## EXTRACT TO READ

- - - - -

Amid social distancing, connect online to avoid brain disease
Scientists have linked the Covid-19 to brain damage and disorders in people with mild symptoms. Doctors may, therefore, be missing signs of serious and potentially fatal brain disorders triggered by the coronavirus.
The first case of brain damage was reported in the United Kingdom, A 59-year-old woman died from the condition with the records showing more patients had inflammation of the central nervous system while others had brain disease with delirium.
Brain diseases come in different forms — including infections, trauma, stroke, seizures and tumours.
Trauma is a brain injury that causes a temporary disturbance in brain function, sometimes with unconsciousness and confusion; traumatic head injuries cause concussions and may result in headache, accompanied by concentration and memory loss problems.
Brain damage is a kind of injury that causes the destruction or deterioration of brain cells. Traumatic brain injuries are head injuries but head injury is not necessarily brain injury. Traumatic brain injury and acquired brain injury can both disrupt the brain’s normal functioning.
The severity of brain damage can vary with the type. Mild brain injury may be temporary, but for a severe brain injury, the person may suffer life-changing and debilitating problems. He or she will have cognitive, behavioural and physical disabilities.
Brain damage may occur when the brain is starved of oxygen for a prolonged period of time. When you have acute respiratory failure, your lungs might not be able to pump enough oxygen into your bloodstream or take enough carbon dioxide out of your body, resulting in several complications.
A study in China showed acute respiratory failure was the leading cause of death for 68 Chinese who had died of Covid-19.
How you respond to stress during the Covid-19 pandemic can depend on your background, social support from family or friends, one’s financial status, state of health, the community you live in and many other factors.
The changes that can happen because of the Covid-19 pandemic and the efforts in trying to contain the spread of the virus can affect one’s social support from family or friends, financials, health and emotions.
Providing social support can also make your siblings stronger. Especially during these times of increased social distancing, and quarantine for those suspected to have contracted the coronavirus.
People can still maintain social connections and care for their mental health, however. Phone calls or video chats can help you and your loved ones feel socially connected and also less lonely or isolated.
Taking care of your emotional health will help you to think clearly and react to the urgent need to protect yourself and others from disease.

- - - - -

## RECORDED INFORMATION

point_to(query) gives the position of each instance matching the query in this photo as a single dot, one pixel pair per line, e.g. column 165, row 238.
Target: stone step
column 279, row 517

- - - - -

## PROBLEM 1
Do the following statements agree with the article on Covid-19 and brain disease? Answer yes or no for each and quote the deciding words. (a) The first case of brain damage was reported in the United Kingdom. (b) A study in China found stroke to be the leading cause of death among those who died of Covid-19. (c) Every head injury is a brain injury.
## PROBLEM 2
What forms of brain disease does the article on Covid-19 and brain disease list?
## PROBLEM 3
Copy everything in the article on Covid-19 and brain disease from "Amid social distancing, connect" down to "seizures and tumours.".

## EXPECTED ANSWER 1
(a) Yes: "The first case of brain damage was reported in the United Kingdom"
(b) No: "acute respiratory failure was the leading cause of death for 68 Chinese who had died of Covid-19"
(c) No: "head injury is not necessarily brain injury"

## EXPECTED ANSWER 2
Infections, trauma, stroke, seizures and tumours.

## EXPECTED ANSWER 3
Amid social distancing, connect online to avoid brain disease
Scientists have linked the Covid-19 to brain damage and disorders in people with mild symptoms. Doctors may, therefore, be missing signs of serious and potentially fatal brain disorders triggered by the coronavirus.
The first case of brain damage was reported in the United Kingdom, A 59-year-old woman died from the condition with the records showing more patients had inflammation of the central nervous system while others had brain disease with delirium.
Brain diseases come in different forms — including infections, trauma, stroke, seizures and tumours.